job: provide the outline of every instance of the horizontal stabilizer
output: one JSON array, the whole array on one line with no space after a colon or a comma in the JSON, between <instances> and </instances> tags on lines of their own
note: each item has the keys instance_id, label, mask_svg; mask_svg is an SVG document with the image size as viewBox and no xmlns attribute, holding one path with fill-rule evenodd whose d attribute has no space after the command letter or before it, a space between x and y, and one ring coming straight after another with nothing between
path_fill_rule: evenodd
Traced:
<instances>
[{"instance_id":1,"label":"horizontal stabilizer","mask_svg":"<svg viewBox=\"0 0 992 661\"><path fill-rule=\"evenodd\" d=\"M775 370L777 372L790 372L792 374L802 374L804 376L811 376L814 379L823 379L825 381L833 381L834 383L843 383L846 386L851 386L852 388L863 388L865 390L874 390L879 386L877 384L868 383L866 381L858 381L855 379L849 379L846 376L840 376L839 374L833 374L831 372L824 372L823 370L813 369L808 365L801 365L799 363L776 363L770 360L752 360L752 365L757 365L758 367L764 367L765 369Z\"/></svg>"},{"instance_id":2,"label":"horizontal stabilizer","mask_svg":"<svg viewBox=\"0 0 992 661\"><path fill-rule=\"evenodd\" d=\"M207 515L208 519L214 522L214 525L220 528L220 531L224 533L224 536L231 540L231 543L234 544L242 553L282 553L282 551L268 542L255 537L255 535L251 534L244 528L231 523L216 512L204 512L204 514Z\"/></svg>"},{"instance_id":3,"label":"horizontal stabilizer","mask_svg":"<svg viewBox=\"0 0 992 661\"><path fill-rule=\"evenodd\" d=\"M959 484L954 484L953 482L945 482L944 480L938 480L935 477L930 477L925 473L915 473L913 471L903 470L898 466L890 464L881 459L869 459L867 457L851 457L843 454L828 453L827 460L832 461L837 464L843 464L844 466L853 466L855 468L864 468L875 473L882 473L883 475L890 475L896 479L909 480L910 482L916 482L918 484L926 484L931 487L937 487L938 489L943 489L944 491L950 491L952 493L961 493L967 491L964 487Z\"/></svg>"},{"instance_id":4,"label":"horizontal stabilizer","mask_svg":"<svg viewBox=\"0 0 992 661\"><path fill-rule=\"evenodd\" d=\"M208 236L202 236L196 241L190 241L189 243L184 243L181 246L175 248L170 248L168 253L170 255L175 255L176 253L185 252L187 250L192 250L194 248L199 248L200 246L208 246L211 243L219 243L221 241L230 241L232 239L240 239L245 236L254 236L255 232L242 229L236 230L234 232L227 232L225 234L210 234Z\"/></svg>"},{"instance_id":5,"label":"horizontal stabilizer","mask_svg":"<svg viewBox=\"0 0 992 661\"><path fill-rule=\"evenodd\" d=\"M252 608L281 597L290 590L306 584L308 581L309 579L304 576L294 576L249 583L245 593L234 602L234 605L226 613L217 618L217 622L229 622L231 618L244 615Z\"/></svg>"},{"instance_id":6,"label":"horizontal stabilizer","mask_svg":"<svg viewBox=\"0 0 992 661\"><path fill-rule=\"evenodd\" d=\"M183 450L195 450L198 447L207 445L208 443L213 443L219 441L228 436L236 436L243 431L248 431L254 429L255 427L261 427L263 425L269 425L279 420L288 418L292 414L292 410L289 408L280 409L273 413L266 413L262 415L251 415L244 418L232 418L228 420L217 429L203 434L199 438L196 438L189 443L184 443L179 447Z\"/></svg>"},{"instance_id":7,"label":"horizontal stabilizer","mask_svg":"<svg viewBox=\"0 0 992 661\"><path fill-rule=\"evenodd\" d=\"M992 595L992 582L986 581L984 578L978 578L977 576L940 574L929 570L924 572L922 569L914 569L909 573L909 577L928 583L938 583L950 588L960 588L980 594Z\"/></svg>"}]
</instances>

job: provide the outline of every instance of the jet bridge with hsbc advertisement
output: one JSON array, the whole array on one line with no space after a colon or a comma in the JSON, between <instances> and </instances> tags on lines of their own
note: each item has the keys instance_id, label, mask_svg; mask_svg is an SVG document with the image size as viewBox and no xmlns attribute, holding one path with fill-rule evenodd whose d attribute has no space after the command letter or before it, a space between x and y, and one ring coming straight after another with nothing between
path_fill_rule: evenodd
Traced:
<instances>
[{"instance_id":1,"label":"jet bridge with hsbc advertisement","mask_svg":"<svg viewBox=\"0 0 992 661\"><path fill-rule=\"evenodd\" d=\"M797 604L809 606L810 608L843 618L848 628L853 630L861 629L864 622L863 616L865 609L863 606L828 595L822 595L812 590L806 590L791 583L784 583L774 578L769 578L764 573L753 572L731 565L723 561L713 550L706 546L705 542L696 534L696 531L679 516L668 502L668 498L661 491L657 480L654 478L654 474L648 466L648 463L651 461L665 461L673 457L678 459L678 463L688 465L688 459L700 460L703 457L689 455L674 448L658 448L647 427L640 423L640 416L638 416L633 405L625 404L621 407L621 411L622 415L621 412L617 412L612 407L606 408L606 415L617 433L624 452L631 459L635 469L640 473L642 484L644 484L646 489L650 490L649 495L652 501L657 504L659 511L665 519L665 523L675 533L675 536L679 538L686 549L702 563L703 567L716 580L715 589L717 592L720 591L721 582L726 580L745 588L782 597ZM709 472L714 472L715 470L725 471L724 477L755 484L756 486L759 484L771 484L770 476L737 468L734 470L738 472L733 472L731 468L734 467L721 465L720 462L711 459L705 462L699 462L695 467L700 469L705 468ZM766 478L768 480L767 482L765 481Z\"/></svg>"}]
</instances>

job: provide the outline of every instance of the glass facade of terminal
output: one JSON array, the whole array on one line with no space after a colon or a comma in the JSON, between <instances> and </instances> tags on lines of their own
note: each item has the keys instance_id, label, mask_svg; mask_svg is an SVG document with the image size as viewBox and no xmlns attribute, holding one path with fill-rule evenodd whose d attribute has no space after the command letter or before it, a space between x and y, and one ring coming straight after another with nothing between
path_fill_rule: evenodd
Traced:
────────────────────────────────────────
REQUIRED WORK:
Show every line above in which the word "outline" appears.

WRITTEN SOLUTION:
job: provide the outline of every instance of the horizontal stabilizer
job: provide the outline of every instance of the jet bridge with hsbc advertisement
job: provide the outline of every instance of the glass facade of terminal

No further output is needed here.